■ **GIVEN PROBLEM**:
Output every line of the material below as a Markdown table with a "No." column for the row number and a "Line" column for the line itself, omitting any blank lines.
:::
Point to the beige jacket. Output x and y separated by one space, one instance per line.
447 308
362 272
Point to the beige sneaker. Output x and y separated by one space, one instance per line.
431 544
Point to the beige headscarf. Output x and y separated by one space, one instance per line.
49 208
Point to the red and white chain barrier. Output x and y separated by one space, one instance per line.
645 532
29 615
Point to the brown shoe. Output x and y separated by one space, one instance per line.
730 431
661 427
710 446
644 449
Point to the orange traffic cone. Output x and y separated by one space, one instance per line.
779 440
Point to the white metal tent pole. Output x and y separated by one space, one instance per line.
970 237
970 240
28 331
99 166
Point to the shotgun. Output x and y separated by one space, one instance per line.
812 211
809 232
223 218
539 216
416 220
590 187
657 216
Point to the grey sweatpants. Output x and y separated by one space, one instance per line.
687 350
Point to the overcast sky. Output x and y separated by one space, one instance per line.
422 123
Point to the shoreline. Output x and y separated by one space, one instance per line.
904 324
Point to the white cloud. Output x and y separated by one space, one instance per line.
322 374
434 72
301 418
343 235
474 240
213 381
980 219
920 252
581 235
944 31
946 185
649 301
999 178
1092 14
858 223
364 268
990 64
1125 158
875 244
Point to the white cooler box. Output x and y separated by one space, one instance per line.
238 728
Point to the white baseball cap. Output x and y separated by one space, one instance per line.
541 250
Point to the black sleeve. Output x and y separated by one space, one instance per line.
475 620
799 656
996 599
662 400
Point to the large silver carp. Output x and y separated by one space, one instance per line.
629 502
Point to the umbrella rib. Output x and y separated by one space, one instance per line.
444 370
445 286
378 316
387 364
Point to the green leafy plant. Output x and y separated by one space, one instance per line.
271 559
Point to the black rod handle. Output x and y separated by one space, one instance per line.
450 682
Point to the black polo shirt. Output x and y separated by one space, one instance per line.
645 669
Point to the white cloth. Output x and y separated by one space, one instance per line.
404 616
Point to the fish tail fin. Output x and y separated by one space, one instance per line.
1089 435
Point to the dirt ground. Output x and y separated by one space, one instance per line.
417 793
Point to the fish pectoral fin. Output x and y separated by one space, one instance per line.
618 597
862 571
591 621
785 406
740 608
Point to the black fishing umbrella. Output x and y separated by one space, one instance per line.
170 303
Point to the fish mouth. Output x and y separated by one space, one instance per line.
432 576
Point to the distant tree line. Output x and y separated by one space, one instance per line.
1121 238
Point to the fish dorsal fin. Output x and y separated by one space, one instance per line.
:::
■ **WRITTEN RESPONSE**:
| No. | Line |
|---|---|
| 1 | Point to the beige jacket. Output x and y separated by one space, one instance per line. |
| 2 | 447 308 |
| 3 | 362 272 |
| 4 | Point to the beige sneaker. Output x and y separated by one space, one instance per line. |
| 5 | 431 544 |
| 6 | Point to the beige headscarf. Output x and y separated by one space, one instance per line. |
| 7 | 49 208 |
| 8 | Point to the red and white chain barrier. Output x and y separated by one space, one instance per line. |
| 9 | 645 532 |
| 10 | 29 615 |
| 11 | Point to the brown shoe. Output x and y separated by one space, one instance per line. |
| 12 | 730 431 |
| 13 | 661 427 |
| 14 | 710 446 |
| 15 | 644 449 |
| 16 | Point to the orange traffic cone. Output x and y separated by one space, one instance per line. |
| 17 | 779 440 |
| 18 | Point to the white metal tent pole. Output x and y separated by one space, one instance per line. |
| 19 | 970 237 |
| 20 | 970 240 |
| 21 | 28 331 |
| 22 | 99 166 |
| 23 | Point to the shotgun. Output x and y separated by one space, one instance per line. |
| 24 | 812 211 |
| 25 | 809 232 |
| 26 | 223 218 |
| 27 | 539 216 |
| 28 | 416 220 |
| 29 | 590 187 |
| 30 | 657 216 |
| 31 | Point to the grey sweatpants. Output x and y separated by one space, one instance per line. |
| 32 | 687 350 |
| 33 | Point to the overcast sky. Output x and y separated by one space, one instance per line. |
| 34 | 422 123 |
| 35 | Point to the shoreline. Output x and y separated by one space, one instance per line. |
| 36 | 904 324 |
| 37 | Point to the white cloud. Output x and y separated by one space, one instance per line. |
| 38 | 322 374 |
| 39 | 434 72 |
| 40 | 301 418 |
| 41 | 343 235 |
| 42 | 474 240 |
| 43 | 213 381 |
| 44 | 980 219 |
| 45 | 920 252 |
| 46 | 581 235 |
| 47 | 944 31 |
| 48 | 946 185 |
| 49 | 649 301 |
| 50 | 999 178 |
| 51 | 1092 14 |
| 52 | 858 223 |
| 53 | 364 268 |
| 54 | 990 64 |
| 55 | 1125 158 |
| 56 | 875 244 |
| 57 | Point to the white cooler box. Output x and y separated by one space, one instance per line. |
| 58 | 238 728 |
| 59 | Point to the white baseball cap. Output x and y separated by one space, one instance per line. |
| 60 | 541 250 |
| 61 | Point to the black sleeve. Output x and y separated by one space, one instance per line. |
| 62 | 475 620 |
| 63 | 799 656 |
| 64 | 996 599 |
| 65 | 662 400 |
| 66 | Point to the large silver carp. Output x and y separated by one space, one instance per line. |
| 67 | 629 502 |
| 68 | Point to the umbrella rib. Output x and y separated by one space, one instance per line. |
| 69 | 444 370 |
| 70 | 445 286 |
| 71 | 378 316 |
| 72 | 387 364 |
| 73 | Point to the green leafy plant. Output x and y separated by one space, one instance per line. |
| 74 | 271 559 |
| 75 | Point to the black rod handle. Output x and y separated by one space, one instance per line. |
| 76 | 450 682 |
| 77 | Point to the black polo shirt. Output x and y separated by one space, one instance per line. |
| 78 | 645 669 |
| 79 | Point to the white cloth. Output x and y separated by one space, one instance per line. |
| 80 | 404 616 |
| 81 | Point to the fish tail fin. Output x and y separated by one space, one instance per line. |
| 82 | 1089 435 |
| 83 | Point to the dirt ground. Output x and y separated by one space, one instance per line. |
| 84 | 417 793 |
| 85 | Point to the fish pectoral fin. Output x and y separated by one space, one instance per line. |
| 86 | 618 597 |
| 87 | 862 571 |
| 88 | 591 621 |
| 89 | 785 406 |
| 90 | 740 608 |
| 91 | Point to the black fishing umbrella. Output x and y separated by one space, one instance per line. |
| 92 | 170 303 |
| 93 | Point to the fish mouth. Output x and y separated by one space, one instance per line. |
| 94 | 432 576 |
| 95 | Point to the distant tree line. Output x and y separated by one space, one instance per line. |
| 96 | 1121 238 |
| 97 | Point to the fish dorsal fin. Output x and y separated by one space, one instance per line. |